==== Record set ====
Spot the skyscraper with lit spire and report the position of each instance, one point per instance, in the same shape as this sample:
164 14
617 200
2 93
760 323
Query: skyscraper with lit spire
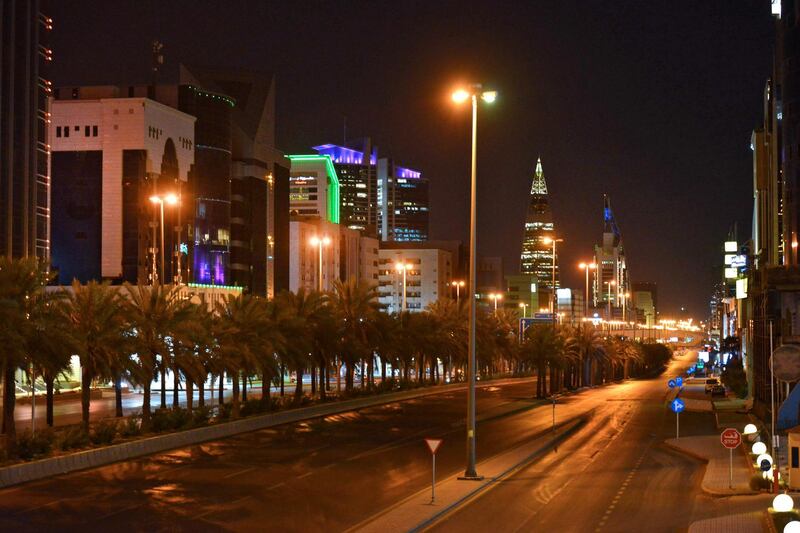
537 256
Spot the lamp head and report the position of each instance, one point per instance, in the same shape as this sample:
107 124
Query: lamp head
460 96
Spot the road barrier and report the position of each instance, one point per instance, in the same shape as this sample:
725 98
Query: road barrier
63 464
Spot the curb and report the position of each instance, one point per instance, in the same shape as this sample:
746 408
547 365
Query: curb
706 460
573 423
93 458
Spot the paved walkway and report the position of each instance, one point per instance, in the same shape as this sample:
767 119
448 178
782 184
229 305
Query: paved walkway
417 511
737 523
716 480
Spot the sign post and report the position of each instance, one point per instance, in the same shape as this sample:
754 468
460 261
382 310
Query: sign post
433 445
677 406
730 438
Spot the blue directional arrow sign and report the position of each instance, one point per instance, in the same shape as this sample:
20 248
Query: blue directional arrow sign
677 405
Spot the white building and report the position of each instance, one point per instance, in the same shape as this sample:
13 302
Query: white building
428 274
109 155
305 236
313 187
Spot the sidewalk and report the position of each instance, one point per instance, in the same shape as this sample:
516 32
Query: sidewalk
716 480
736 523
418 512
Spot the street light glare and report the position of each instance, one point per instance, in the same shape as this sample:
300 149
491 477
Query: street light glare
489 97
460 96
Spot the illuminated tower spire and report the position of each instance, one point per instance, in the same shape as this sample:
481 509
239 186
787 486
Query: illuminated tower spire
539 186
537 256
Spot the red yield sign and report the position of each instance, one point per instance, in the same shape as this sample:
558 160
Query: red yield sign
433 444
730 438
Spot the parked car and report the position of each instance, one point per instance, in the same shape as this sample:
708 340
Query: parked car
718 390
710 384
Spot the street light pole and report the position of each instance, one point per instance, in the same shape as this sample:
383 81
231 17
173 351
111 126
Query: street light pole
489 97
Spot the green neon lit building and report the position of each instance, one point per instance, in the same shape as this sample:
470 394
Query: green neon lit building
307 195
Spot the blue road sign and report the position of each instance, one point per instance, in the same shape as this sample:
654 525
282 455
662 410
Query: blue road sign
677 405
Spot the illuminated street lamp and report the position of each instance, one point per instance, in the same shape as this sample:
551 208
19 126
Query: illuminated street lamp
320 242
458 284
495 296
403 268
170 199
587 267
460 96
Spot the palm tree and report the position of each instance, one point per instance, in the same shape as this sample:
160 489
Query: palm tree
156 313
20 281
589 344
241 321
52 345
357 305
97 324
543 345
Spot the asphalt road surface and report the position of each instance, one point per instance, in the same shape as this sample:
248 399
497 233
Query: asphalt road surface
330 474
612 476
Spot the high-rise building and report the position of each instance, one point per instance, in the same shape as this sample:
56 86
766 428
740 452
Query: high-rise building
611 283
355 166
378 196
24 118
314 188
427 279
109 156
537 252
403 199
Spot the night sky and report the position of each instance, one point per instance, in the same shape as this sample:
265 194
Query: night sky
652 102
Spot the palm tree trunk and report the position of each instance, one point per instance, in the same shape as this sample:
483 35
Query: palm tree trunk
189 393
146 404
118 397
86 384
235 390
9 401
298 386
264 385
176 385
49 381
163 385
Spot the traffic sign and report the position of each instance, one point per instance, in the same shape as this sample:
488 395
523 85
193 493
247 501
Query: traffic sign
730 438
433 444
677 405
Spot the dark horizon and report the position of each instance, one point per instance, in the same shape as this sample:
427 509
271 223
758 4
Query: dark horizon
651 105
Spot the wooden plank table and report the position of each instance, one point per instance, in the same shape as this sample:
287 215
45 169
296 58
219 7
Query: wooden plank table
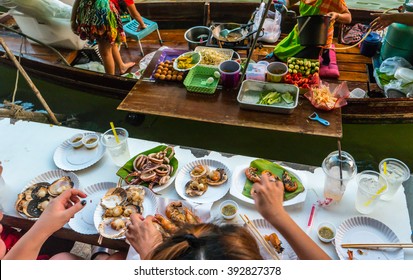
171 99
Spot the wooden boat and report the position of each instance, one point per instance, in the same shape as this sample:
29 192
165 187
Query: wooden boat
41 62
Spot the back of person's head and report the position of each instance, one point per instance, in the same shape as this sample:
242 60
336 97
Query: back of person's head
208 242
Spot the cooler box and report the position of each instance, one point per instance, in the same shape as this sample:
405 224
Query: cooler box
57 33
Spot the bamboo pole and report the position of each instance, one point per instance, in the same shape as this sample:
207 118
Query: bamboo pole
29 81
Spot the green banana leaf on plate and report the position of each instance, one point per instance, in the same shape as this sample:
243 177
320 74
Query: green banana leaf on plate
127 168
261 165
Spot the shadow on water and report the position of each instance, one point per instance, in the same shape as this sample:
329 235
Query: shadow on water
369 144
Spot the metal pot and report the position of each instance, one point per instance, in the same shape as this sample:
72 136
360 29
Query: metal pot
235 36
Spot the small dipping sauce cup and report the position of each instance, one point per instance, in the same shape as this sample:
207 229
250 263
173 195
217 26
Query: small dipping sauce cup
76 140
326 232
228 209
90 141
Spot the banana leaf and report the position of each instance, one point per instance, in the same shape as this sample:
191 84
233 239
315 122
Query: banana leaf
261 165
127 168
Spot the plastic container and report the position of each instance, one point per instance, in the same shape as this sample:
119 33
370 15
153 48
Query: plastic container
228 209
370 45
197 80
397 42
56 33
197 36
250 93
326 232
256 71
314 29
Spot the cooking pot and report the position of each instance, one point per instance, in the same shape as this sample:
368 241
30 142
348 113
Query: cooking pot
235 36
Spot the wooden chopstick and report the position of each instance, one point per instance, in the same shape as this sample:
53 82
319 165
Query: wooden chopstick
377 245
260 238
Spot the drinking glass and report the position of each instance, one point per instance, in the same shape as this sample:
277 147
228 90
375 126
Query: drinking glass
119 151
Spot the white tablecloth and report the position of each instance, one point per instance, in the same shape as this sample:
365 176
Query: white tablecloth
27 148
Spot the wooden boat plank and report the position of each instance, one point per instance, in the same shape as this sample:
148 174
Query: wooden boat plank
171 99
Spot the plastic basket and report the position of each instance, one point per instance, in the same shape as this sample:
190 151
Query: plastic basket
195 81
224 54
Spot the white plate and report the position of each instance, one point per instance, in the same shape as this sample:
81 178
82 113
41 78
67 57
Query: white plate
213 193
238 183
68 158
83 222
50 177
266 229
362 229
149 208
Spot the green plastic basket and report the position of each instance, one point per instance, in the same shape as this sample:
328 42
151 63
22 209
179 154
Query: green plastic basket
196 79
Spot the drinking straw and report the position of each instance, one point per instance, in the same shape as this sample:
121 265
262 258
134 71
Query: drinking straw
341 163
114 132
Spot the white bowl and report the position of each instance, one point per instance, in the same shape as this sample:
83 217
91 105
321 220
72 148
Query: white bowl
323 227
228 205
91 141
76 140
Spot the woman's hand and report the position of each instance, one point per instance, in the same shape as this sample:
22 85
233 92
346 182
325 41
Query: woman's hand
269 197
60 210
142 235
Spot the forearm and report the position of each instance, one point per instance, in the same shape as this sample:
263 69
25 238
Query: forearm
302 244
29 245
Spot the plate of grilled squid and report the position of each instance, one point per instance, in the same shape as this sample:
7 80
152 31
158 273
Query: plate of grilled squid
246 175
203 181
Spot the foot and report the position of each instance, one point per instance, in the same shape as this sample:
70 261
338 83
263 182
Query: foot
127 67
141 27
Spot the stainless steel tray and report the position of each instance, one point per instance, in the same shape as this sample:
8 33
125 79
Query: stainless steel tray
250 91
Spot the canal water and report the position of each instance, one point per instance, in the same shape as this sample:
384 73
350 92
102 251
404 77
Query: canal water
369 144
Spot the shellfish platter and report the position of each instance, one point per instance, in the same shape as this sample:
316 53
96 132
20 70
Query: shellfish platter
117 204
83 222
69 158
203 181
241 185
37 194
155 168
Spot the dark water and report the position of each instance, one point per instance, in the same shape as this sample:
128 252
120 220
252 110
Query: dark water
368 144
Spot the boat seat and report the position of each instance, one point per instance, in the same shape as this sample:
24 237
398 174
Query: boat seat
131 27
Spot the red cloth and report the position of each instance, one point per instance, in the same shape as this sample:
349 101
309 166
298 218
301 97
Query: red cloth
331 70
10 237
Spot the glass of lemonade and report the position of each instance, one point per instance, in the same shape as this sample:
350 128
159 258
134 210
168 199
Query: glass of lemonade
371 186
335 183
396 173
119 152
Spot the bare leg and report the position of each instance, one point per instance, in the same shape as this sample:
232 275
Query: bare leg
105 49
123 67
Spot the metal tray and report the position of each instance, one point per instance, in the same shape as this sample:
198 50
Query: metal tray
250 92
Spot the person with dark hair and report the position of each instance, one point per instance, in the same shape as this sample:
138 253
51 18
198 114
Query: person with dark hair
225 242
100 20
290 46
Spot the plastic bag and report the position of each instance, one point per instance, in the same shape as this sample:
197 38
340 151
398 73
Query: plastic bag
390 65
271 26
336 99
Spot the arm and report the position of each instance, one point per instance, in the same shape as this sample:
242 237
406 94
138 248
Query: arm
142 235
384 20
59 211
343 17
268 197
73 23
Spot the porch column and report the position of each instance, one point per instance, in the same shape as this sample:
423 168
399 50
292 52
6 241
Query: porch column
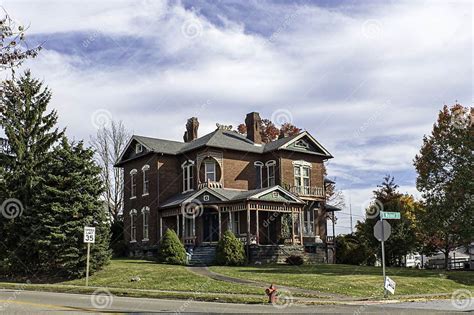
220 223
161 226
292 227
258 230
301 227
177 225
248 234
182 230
====
**Work to complete**
Above are the entries. Quote exactly the lines from the one bearing "Query: banana leaf" through the one bearing "Spot the white tablecloth".

**Exercise answer**
Query: banana leaf
261 165
127 168
Spot the plastic container and report the position of each instance, one point per instance, in the same shape as this sample:
119 33
370 15
153 48
Query: plastic container
228 209
370 45
197 80
397 42
56 33
197 36
250 93
326 232
256 71
314 29
Spot the cooking pot and report the position of each instance, one point per instance, in the same shape as this sample:
368 241
30 142
348 113
Query: cooking pot
235 36
Spot the wooden chopstick and report the position of each instance, one point per instance, in the same shape as this sample:
53 82
319 165
Query: wooden chopstick
377 245
260 238
Spot the drinking glass and report the position of each instance, one point per instance, in the same shape as this sample:
277 147
228 90
375 126
Query: drinking glass
119 151
Spot the white tablecloth and report the position of each instance, one point per instance, in the same shape as this sample:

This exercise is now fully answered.